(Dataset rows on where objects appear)

↓↓↓

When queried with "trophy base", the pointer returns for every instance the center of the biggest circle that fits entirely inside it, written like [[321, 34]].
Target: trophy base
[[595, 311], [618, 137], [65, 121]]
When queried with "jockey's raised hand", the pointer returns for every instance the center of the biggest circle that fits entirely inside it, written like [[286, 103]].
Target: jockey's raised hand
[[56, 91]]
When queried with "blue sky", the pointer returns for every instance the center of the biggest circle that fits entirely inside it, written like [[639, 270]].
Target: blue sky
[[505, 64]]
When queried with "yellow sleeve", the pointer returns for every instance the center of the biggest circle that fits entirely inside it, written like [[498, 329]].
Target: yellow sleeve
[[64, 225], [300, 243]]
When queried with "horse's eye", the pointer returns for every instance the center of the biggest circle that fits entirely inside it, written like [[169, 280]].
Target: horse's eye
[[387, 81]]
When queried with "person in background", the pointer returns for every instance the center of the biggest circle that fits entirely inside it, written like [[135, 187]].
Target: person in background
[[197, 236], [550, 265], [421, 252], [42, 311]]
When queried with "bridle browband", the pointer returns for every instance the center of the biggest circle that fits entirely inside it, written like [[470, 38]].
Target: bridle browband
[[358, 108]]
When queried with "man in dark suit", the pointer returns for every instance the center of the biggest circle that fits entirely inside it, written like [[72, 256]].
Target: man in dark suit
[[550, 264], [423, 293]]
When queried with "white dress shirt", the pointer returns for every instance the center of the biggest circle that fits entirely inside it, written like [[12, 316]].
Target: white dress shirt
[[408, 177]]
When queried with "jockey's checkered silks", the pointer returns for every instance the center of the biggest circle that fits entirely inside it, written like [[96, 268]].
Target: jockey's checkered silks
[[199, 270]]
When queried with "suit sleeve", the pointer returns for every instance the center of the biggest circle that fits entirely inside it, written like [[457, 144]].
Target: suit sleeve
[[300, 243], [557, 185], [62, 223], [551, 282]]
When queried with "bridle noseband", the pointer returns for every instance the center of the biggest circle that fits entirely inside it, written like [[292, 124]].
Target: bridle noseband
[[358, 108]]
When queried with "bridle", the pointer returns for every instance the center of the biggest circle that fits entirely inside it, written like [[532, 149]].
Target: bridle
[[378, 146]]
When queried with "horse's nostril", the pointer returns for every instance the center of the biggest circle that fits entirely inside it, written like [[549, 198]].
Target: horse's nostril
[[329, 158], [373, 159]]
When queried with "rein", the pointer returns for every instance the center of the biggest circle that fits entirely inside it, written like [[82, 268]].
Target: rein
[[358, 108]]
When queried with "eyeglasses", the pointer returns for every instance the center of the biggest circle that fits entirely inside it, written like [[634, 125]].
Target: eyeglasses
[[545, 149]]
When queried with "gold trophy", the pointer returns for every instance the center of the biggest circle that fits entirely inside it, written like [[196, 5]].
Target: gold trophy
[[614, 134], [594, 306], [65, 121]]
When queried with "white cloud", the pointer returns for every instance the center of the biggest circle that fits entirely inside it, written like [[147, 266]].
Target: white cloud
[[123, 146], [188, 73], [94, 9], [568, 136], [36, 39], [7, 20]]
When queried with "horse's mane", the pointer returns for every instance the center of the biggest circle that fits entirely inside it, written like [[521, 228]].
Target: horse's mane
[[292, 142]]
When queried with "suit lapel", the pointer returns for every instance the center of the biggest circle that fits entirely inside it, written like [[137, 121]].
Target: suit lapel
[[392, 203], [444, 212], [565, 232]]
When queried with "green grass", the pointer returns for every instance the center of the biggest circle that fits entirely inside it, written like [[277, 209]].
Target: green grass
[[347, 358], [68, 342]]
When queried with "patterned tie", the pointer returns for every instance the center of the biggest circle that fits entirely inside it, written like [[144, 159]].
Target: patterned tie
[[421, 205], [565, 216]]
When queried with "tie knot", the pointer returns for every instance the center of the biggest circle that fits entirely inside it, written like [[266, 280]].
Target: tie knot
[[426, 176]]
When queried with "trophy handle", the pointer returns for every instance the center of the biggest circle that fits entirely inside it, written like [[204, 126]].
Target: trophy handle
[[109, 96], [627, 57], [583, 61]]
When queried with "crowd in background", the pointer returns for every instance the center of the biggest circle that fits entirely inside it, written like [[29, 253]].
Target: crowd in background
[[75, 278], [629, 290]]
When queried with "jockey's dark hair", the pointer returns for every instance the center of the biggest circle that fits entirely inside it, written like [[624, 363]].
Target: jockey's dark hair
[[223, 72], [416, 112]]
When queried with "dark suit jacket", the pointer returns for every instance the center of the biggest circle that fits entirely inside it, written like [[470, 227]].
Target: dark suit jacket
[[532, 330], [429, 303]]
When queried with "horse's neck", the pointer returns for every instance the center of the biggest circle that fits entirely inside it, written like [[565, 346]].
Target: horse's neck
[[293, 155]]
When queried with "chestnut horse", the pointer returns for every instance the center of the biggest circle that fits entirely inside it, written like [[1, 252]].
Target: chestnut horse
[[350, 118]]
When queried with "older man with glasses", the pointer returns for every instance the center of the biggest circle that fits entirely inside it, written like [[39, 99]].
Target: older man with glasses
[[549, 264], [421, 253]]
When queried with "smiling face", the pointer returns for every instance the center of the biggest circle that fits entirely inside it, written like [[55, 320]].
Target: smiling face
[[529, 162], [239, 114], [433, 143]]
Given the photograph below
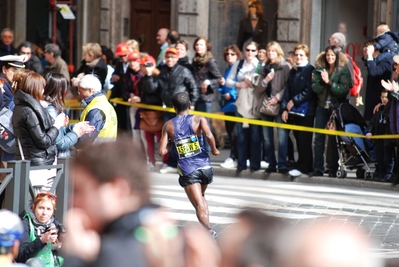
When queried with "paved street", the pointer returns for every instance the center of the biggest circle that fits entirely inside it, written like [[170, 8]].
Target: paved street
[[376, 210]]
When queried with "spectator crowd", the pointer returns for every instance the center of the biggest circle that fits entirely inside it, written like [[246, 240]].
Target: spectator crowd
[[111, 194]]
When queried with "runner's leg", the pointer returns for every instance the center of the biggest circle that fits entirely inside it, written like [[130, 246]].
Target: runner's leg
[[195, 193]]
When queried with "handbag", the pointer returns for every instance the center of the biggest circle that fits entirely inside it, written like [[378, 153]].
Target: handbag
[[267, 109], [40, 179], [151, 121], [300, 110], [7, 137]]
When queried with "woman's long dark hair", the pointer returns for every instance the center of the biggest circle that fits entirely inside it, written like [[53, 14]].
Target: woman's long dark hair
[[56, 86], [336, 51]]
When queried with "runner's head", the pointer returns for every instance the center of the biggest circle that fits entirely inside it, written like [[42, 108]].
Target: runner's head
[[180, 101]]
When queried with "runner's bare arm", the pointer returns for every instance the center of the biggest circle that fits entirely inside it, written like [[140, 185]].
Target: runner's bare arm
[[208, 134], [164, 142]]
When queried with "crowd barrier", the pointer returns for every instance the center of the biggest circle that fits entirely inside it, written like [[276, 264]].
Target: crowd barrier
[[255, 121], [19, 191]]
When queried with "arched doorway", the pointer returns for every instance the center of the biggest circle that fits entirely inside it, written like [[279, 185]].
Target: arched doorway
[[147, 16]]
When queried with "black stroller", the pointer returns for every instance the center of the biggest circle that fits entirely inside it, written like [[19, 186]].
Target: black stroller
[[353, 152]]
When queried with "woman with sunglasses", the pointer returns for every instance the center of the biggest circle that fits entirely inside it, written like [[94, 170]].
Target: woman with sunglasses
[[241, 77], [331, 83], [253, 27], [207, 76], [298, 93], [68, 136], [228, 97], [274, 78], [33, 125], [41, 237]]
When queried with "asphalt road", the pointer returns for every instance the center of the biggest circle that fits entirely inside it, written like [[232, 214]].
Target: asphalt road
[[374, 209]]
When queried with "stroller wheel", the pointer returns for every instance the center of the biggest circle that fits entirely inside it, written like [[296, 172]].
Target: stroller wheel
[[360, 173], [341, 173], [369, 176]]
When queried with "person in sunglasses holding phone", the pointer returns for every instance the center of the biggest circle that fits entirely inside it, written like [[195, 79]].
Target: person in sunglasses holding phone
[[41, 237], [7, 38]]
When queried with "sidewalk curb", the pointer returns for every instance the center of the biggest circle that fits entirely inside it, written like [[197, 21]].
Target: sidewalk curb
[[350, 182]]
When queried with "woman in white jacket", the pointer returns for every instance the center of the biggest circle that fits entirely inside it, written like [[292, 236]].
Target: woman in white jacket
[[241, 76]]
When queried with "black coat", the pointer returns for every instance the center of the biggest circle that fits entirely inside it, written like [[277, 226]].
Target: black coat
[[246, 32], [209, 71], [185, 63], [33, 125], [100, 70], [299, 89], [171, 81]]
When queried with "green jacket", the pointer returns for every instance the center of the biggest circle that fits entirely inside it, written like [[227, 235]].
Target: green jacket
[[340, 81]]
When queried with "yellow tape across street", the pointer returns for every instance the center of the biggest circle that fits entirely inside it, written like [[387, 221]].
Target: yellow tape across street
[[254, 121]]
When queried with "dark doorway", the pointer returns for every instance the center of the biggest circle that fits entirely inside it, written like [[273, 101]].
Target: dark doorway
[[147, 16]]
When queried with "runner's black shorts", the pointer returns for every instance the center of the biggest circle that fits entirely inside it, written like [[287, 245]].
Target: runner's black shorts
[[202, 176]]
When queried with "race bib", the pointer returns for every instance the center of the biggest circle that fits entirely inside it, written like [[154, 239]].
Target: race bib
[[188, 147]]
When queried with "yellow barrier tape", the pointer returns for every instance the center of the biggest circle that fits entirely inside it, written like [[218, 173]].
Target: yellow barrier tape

↑↑↑

REQUIRED WORK — Write out, word for word, the line containing "like [[287, 245]]." and every line after it to the end of the data above.

THE REPLY —
When queried with "runner's black shorts", the pointer returns for every instance the center of the biggest circle that fits entirely inside it, written like [[287, 245]].
Target: runner's black shorts
[[202, 176]]
When queried with "race bib", the pointer returns for every instance the center of the biggest circle that fits entirely inside it, written like [[154, 239]].
Target: race bib
[[188, 147]]
When queried with "yellow barrier tape", the pointer returns for every instance the center of the biggest circle that fits entirely inside it, written like [[218, 173]].
Target: yellow barrier tape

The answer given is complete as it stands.